### Exercise prompt
Print exactly those lines that run from the beginning of the data to the line bearing "indicate the pine", inclusive.

### Material for this exercise
== == ==
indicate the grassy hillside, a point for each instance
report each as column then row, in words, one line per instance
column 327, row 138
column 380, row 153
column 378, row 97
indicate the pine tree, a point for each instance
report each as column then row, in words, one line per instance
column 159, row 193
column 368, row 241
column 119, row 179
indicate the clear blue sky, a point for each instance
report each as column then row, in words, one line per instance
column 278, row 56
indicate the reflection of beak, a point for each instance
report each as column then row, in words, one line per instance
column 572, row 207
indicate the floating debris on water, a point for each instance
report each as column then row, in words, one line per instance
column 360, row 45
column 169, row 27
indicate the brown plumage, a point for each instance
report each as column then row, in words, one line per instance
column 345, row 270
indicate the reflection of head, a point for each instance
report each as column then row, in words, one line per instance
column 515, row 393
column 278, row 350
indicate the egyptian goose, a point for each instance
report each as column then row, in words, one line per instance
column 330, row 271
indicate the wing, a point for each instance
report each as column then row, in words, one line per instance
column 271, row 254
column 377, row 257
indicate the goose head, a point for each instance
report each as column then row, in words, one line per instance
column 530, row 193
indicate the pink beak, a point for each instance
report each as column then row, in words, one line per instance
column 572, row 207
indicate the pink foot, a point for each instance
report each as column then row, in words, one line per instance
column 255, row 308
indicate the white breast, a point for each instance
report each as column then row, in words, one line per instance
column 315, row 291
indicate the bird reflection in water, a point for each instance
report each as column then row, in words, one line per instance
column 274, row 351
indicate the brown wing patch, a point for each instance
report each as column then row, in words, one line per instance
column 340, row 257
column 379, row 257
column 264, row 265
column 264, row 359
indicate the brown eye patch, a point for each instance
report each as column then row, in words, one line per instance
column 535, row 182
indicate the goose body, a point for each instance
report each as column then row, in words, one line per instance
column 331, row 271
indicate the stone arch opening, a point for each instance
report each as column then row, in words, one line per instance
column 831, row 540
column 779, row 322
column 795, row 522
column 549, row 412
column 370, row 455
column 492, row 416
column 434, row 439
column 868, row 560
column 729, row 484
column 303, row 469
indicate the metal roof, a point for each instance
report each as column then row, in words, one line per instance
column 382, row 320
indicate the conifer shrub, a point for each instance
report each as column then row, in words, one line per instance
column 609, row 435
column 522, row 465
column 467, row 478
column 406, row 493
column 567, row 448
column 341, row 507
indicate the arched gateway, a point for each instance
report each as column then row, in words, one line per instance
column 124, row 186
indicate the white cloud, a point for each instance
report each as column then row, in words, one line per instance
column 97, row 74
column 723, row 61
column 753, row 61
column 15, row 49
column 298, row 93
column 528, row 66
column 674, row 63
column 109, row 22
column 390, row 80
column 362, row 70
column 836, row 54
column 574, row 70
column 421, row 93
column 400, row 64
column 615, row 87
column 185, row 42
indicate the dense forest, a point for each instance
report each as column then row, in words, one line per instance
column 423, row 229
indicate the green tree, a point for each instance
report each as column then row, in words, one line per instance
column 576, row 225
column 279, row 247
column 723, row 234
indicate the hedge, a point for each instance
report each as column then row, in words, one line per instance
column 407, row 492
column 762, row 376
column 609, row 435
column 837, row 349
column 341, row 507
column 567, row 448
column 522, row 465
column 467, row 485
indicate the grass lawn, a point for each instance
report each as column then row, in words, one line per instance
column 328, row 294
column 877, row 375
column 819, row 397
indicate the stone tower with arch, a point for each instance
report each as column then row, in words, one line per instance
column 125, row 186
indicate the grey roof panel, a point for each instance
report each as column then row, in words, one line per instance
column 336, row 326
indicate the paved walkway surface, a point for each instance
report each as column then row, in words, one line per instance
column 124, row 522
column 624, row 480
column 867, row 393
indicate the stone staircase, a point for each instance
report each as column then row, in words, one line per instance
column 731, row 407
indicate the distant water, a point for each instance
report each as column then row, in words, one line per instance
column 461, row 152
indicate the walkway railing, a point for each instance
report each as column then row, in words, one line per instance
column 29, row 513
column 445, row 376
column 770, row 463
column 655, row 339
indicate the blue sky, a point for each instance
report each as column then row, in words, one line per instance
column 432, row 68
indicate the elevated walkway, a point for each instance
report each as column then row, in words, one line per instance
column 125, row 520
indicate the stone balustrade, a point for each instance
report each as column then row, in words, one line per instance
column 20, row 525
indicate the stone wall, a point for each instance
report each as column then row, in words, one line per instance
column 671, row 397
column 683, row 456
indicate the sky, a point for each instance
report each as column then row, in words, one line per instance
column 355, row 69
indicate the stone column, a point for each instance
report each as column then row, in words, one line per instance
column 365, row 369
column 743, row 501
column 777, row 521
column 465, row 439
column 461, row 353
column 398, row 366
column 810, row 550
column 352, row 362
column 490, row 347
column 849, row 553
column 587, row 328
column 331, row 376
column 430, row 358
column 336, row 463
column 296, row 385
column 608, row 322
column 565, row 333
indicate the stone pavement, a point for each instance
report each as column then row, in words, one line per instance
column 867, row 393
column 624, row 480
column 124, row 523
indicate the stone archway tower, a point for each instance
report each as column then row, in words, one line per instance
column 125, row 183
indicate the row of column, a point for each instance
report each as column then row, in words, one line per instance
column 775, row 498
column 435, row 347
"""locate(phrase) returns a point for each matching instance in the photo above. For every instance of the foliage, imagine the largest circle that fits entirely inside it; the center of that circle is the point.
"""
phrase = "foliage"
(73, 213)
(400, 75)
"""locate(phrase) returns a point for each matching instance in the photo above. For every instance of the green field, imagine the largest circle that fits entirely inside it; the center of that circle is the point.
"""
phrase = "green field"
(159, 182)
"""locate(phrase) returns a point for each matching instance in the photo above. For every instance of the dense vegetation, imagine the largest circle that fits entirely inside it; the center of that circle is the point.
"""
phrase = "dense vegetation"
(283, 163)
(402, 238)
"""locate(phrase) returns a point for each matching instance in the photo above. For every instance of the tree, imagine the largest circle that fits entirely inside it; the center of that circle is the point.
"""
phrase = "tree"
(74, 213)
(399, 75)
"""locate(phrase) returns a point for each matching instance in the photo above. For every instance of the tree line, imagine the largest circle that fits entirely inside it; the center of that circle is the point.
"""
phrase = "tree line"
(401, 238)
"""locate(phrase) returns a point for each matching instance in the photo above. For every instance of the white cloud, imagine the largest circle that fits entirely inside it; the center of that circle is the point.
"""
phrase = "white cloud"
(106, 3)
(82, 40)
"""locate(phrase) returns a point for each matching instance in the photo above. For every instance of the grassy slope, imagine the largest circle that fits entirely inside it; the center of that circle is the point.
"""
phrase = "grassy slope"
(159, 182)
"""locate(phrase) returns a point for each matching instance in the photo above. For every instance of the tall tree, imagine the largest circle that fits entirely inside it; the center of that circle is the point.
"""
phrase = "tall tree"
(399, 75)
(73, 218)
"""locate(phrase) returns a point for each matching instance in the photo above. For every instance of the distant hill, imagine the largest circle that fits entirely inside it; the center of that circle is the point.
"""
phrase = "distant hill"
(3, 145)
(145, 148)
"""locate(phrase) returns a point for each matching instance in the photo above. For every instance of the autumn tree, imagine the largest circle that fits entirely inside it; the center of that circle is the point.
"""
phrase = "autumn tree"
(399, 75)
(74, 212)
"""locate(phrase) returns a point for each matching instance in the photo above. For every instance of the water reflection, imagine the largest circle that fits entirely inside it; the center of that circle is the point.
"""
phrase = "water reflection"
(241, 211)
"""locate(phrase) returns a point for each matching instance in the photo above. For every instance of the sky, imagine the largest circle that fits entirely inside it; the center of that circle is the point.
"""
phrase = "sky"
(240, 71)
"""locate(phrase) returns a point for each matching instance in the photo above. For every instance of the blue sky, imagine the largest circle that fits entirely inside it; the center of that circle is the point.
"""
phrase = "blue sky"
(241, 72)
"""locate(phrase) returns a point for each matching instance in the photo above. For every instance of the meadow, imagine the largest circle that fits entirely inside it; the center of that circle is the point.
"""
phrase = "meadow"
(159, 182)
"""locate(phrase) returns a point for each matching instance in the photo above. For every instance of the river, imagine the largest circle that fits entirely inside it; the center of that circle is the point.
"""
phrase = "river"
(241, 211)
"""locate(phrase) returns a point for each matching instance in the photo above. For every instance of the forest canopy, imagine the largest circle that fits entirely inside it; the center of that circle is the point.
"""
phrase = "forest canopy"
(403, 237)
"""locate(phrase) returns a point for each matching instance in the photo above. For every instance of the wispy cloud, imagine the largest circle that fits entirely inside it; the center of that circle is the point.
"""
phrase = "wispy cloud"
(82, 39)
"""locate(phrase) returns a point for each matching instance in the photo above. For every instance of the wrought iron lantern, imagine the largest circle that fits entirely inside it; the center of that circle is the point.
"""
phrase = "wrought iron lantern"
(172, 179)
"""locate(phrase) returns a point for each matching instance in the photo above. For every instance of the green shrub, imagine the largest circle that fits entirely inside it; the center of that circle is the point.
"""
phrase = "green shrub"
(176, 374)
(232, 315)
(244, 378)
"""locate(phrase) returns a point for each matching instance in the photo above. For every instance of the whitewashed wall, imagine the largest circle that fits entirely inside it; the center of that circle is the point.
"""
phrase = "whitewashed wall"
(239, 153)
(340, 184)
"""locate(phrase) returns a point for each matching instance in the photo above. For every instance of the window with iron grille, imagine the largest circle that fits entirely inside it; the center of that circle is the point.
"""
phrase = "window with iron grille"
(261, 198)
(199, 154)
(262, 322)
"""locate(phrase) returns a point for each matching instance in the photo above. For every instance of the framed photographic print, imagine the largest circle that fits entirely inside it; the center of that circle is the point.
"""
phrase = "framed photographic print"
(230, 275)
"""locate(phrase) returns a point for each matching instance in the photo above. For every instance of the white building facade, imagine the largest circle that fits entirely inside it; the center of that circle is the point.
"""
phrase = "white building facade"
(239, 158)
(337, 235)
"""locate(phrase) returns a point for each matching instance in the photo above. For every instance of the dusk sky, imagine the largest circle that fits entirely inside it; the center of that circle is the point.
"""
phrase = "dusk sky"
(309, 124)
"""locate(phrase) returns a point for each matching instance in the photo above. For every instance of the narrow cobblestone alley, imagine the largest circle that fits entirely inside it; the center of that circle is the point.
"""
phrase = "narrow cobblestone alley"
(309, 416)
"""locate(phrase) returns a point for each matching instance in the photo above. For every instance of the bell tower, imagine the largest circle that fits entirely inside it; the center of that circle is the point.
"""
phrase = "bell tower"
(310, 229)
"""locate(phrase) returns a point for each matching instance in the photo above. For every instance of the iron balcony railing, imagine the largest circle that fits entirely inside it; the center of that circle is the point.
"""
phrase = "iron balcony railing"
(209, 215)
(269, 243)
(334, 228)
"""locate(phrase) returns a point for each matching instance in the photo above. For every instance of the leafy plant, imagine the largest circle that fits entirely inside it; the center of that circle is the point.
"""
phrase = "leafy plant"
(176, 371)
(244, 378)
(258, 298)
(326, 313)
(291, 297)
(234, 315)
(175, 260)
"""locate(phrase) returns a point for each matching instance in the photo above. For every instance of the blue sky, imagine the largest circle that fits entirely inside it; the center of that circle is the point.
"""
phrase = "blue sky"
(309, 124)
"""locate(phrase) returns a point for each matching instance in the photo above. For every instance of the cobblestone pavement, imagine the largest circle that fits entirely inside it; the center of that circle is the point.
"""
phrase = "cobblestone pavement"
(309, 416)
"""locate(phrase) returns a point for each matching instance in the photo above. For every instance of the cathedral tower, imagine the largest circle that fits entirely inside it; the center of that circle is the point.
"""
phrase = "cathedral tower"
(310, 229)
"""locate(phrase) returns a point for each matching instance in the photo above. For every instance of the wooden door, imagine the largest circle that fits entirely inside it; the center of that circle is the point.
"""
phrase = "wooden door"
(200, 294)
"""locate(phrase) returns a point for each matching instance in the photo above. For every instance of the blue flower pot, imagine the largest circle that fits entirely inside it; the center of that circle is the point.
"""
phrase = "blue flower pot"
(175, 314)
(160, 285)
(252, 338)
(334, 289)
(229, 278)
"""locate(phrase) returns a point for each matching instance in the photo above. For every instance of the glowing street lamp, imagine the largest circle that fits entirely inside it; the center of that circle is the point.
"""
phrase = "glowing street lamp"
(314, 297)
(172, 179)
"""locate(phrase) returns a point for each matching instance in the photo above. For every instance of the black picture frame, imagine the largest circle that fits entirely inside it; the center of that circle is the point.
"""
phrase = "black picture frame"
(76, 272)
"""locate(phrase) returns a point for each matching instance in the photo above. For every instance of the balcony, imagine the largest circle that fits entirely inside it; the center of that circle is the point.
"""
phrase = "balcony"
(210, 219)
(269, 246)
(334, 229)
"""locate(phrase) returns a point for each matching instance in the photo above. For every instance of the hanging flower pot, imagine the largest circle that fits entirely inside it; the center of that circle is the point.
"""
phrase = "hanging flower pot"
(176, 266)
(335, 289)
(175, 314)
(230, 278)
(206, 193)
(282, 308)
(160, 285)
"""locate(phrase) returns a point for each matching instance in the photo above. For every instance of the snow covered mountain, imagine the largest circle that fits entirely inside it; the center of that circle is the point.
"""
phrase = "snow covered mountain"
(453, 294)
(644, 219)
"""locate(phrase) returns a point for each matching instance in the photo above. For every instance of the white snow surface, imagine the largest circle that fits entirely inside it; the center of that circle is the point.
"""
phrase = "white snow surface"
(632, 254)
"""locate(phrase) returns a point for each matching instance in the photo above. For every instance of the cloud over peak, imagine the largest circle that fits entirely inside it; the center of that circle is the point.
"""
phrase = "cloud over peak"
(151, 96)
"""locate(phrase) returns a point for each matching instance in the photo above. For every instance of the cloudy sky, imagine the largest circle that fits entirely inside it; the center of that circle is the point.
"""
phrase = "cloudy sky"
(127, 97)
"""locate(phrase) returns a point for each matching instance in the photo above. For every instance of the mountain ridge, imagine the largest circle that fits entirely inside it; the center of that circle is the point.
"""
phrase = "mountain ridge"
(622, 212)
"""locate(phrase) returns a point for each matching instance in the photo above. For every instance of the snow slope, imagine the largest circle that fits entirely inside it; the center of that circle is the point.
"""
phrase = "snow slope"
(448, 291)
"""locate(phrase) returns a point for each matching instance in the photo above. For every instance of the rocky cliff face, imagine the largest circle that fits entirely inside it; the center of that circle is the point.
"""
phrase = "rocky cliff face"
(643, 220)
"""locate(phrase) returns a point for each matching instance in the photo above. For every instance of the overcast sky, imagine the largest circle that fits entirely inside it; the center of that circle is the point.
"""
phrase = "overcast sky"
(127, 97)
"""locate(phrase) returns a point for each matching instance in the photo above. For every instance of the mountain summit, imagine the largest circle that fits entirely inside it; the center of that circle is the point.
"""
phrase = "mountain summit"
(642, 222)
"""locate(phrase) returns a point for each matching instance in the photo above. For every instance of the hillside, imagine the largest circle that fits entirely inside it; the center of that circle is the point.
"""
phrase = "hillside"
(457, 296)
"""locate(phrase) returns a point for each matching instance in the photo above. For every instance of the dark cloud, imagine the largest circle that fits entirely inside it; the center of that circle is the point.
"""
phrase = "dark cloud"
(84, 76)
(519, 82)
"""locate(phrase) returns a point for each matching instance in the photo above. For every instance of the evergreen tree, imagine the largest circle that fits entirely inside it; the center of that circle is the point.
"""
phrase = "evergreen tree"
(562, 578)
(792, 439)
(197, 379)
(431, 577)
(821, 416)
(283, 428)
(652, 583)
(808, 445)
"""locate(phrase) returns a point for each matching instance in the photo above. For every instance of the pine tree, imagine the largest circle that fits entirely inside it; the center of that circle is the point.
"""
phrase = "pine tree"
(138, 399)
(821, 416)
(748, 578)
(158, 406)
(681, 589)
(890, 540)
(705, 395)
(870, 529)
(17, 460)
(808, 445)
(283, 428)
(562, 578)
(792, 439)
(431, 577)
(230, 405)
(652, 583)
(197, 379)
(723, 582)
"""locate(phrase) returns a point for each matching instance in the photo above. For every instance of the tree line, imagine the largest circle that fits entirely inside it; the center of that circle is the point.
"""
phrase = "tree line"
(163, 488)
== == ==
### Written response
indicate the grassy hillside, a point for each instance
report each as column then row, in words, one line per instance
column 327, row 138
column 380, row 153
column 378, row 97
indicate the pine tree, a point for each instance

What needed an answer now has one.